- **Goal of the exercise**:
Return the lines below that contain "green".

- **Items listed in a dataset**:
------------------------
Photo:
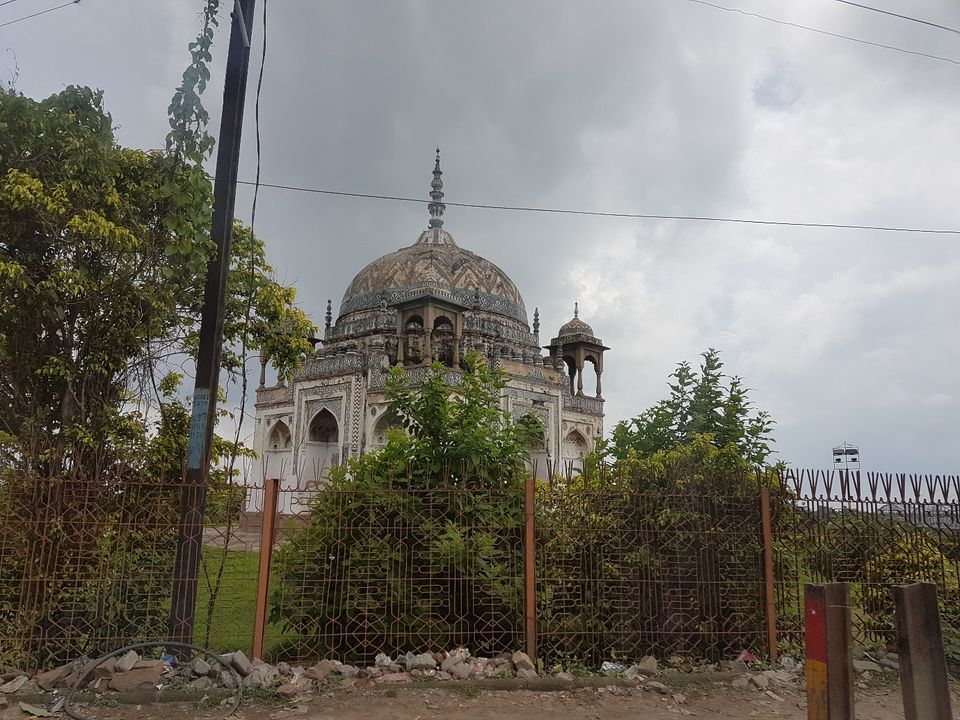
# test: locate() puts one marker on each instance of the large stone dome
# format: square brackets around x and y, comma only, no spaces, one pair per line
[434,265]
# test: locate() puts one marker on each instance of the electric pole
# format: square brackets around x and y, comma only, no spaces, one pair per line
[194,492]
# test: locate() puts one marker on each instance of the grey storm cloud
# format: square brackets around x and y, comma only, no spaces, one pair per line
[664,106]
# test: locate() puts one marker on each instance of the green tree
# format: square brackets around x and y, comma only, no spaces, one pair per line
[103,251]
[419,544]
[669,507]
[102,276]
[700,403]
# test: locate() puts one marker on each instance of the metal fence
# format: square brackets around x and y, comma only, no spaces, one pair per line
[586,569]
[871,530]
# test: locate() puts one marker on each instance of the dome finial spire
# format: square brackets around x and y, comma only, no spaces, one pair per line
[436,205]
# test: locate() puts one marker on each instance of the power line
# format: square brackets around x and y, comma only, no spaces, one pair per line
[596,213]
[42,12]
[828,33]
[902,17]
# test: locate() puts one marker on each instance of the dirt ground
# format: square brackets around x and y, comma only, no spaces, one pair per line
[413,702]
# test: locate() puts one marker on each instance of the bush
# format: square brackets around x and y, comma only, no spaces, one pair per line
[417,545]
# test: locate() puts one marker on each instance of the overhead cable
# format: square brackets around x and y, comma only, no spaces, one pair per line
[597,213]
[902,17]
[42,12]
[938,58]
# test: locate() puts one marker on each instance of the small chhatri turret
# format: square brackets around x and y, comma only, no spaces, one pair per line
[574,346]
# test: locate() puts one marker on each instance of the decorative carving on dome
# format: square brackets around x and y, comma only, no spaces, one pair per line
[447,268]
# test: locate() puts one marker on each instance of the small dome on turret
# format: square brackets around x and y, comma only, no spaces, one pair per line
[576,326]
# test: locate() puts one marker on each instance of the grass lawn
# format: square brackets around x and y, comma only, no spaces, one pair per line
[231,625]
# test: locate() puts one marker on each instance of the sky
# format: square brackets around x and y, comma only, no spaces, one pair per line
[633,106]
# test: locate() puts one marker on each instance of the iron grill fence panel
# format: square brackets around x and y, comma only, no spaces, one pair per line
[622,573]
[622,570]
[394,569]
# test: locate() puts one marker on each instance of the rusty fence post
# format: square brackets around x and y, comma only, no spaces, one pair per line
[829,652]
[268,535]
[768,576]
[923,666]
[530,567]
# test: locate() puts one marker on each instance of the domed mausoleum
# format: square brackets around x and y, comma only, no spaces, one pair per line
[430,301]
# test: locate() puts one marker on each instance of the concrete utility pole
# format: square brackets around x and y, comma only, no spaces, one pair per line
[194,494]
------------------------
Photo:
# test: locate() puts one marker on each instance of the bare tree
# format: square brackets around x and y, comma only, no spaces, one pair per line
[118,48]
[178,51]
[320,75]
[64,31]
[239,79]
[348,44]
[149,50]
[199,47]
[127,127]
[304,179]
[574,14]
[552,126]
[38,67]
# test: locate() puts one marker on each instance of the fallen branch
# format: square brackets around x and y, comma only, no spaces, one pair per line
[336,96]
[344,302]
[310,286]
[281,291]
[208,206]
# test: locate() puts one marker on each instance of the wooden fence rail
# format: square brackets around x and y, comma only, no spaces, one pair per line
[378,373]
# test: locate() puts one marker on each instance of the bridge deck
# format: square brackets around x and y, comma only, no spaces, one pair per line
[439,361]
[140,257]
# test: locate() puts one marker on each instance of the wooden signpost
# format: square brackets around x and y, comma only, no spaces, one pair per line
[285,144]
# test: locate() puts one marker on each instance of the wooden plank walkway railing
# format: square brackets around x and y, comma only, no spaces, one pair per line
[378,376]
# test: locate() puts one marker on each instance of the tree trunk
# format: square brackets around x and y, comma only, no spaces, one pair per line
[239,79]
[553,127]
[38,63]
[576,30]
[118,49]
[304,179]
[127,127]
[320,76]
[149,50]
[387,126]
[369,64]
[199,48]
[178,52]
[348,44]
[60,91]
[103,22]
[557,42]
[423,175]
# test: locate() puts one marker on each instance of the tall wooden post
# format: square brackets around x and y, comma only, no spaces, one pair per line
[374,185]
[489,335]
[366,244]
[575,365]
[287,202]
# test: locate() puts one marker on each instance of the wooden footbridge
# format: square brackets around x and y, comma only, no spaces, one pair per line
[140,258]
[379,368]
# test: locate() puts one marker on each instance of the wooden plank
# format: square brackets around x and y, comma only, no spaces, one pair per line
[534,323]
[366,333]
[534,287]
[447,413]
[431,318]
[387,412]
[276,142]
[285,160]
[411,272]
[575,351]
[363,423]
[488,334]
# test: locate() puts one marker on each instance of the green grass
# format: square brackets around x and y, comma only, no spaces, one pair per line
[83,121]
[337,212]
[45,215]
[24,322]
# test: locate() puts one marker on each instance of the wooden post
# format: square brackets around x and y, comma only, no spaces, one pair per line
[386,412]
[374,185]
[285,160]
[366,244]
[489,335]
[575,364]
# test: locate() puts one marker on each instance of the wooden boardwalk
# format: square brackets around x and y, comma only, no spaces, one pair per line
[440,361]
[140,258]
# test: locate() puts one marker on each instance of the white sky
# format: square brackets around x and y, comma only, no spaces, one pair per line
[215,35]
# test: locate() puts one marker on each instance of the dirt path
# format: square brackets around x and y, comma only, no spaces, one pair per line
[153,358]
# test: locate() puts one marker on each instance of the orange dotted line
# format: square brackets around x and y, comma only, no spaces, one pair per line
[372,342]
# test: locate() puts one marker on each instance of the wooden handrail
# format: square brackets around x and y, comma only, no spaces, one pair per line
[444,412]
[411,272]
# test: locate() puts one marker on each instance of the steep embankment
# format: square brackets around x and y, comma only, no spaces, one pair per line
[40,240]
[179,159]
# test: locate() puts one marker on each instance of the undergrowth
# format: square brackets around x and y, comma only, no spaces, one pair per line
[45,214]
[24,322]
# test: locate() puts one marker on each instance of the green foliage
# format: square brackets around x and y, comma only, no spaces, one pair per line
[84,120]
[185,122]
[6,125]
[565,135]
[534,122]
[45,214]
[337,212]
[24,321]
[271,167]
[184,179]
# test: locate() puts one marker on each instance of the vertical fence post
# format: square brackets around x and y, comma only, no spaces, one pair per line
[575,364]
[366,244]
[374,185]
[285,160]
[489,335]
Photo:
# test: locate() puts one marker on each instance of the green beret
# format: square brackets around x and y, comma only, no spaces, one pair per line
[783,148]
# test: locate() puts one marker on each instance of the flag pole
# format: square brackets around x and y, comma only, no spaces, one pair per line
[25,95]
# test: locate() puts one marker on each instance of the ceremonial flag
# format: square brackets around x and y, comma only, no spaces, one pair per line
------------------------
- **Reply**:
# test: locate() puts one marker on each instance of the green tree
# test: locate() puts one marker on each instance of the green grass
# test: locate() puts one marker on each instance of the green foliage
# test: locate() puts one marker on each instance of the green beret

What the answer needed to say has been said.